Donald Trump is about to be in serious financial trouble, and as of noon tomorrow will not have his best basis for both making money and avoiding consequences:
Not long after he strides across the White House grounds Wednesday morning for the last time as president, Donald J. Trump will step into a financial minefield that appears to be unlike anything he has faced since his earlier brushes with collapse.
The tax records that he has long fought to keep hidden, revealed in a New York Times investigation last September, detailed his financial challenges:
Many of his resorts were losing millions of dollars a year even before the pandemic struck. Hundreds of millions of dollars in loans, which he personally guaranteed, must be repaid within a few years. He has burned through much of his cash and easy-to-sell assets. And a decade-old I.R.S. audit threatens to cost him more than $100 million to resolve.
In his earlier dark moments, Mr. Trump was able to rescue businesses he runs with multimillion-dollar infusions from his father or licensing deals borne of his television celebrity. Those lifelines are gone. And his divisive presidency has steadily eroded the mainstream marketability of the brand that is at the heart of his business.

## Given data

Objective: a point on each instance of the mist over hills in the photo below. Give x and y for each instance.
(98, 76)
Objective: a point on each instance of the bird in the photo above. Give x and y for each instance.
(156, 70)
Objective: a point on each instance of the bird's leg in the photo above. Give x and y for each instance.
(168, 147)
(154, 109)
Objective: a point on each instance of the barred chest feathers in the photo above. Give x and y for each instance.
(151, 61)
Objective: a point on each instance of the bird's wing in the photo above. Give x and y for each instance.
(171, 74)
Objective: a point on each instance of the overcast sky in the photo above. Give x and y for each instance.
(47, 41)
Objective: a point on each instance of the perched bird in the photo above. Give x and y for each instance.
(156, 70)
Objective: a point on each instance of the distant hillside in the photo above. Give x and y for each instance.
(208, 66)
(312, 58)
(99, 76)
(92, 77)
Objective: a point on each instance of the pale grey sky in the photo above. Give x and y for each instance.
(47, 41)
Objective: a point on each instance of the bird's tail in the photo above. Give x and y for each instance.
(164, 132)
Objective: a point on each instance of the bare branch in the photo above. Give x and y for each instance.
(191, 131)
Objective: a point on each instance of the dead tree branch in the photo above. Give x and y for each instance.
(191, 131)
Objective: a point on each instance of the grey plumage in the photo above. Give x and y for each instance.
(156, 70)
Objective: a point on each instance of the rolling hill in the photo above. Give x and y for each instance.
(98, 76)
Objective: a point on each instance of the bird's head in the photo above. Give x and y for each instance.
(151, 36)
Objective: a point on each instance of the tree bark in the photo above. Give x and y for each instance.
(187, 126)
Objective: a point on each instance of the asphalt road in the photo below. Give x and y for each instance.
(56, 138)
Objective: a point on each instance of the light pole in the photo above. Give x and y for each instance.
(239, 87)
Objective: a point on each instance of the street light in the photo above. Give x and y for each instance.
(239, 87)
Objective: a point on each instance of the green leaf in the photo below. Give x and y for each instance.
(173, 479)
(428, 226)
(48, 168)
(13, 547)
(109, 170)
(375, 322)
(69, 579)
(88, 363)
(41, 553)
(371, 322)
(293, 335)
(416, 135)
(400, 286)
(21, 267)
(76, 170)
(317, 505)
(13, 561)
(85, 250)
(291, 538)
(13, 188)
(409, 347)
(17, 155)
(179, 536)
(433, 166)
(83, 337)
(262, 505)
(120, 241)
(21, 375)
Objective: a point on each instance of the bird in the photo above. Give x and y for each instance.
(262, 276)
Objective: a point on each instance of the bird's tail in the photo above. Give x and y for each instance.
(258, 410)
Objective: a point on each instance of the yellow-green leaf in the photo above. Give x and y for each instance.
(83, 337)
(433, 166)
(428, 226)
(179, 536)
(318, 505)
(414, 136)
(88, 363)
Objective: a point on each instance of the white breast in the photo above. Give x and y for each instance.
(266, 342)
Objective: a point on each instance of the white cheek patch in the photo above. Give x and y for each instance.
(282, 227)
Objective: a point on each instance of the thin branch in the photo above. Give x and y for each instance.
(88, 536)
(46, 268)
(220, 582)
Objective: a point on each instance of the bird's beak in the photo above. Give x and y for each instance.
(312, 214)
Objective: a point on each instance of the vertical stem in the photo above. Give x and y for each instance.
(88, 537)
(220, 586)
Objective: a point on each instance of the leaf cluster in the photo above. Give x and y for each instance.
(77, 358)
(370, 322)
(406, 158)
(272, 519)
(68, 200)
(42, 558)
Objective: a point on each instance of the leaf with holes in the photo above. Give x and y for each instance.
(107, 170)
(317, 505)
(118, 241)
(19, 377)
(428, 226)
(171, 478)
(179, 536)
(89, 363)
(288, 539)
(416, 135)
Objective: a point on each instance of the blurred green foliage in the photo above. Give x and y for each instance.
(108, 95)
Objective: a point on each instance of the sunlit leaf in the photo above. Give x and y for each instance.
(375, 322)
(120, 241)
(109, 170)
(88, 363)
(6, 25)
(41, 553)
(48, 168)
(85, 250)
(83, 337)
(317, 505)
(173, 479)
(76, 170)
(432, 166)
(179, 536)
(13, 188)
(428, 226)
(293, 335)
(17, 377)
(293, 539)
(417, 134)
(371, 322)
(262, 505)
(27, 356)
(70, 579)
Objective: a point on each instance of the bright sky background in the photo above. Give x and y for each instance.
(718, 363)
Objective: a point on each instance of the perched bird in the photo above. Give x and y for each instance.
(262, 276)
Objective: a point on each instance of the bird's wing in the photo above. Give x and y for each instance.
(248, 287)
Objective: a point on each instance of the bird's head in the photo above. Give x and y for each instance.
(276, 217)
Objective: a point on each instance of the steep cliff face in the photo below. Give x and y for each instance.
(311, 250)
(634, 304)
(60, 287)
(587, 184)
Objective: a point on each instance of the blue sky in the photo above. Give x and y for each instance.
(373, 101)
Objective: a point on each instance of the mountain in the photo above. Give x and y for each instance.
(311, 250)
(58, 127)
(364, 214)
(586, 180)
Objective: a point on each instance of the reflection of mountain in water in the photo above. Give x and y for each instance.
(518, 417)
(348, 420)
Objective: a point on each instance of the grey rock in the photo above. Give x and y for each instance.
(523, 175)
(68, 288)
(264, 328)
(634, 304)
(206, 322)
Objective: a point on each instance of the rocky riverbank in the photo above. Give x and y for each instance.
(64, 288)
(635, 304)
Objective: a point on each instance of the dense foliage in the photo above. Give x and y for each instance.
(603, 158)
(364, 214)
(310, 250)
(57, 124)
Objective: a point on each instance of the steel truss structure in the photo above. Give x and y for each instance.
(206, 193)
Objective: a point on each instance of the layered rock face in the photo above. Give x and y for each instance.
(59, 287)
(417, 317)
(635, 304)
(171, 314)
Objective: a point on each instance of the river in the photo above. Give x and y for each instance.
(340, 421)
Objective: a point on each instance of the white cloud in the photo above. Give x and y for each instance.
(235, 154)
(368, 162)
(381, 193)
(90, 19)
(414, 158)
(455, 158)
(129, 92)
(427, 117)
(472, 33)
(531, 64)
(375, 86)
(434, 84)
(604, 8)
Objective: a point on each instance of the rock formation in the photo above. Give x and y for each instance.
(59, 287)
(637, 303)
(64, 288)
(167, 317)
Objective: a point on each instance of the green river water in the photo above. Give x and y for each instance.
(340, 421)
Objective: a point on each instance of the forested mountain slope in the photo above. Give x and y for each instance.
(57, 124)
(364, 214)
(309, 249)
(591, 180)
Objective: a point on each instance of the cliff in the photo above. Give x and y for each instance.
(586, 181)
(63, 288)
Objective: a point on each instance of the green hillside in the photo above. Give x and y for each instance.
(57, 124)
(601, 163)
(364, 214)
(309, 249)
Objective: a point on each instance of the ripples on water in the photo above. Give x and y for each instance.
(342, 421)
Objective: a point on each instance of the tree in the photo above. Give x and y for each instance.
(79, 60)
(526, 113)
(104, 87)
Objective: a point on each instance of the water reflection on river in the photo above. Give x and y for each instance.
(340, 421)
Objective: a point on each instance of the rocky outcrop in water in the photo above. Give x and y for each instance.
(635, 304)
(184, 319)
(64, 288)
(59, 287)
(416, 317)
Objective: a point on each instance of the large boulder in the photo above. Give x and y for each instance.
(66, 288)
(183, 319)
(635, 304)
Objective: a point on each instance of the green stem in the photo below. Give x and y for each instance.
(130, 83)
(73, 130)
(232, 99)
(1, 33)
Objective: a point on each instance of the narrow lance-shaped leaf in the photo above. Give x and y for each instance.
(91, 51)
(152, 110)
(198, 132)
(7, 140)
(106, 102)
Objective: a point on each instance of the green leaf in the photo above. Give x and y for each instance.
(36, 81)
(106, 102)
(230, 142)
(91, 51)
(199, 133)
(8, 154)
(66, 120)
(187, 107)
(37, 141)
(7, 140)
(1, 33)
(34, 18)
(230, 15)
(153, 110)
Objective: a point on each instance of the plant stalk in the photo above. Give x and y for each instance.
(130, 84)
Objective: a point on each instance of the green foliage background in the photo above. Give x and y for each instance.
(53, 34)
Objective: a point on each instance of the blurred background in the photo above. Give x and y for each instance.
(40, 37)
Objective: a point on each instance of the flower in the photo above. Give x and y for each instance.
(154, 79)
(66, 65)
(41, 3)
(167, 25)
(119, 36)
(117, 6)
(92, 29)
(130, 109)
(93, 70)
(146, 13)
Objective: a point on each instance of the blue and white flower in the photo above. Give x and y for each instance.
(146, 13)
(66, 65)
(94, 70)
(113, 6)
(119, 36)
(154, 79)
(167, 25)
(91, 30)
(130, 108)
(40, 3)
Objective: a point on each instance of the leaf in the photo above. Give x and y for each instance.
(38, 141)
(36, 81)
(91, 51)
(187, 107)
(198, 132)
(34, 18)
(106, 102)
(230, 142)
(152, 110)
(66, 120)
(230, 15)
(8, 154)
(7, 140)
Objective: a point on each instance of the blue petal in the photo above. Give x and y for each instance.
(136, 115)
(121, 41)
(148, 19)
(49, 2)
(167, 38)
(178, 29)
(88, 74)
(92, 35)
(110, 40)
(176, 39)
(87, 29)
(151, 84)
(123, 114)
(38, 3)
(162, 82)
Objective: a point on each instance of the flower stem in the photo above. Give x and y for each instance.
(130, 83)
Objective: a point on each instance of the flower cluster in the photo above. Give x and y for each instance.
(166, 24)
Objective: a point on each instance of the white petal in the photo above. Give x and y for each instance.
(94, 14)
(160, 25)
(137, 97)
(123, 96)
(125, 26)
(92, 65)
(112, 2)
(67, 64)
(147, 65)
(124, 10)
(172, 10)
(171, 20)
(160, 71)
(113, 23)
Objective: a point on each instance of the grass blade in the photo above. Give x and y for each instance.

## Task item
Carry on the passage about Donald Trump's financial troubles upon leaving the presidency, starting after its final sentence.

## Task response
That trend has only accelerated with his evidence-free campaign to subvert the outcome of the presidential election, which culminated in the Jan. 6 assault on the Capitol. In its wake, his last-ditch lender vowed to cut him off. The P.G.A. canceled an upcoming championship at a Trump golf course, and New York City moved to strip him of contracts to run several venues.
Trump’s palpable desperation to keep doing a job he otherwise has no interest in for four more years was far from irrational. He’s facing a lot of financial and legal consequences, and the MAGA riots have finally seemed to have damaged the elite immunity from both that he has relied on his whole miserable life.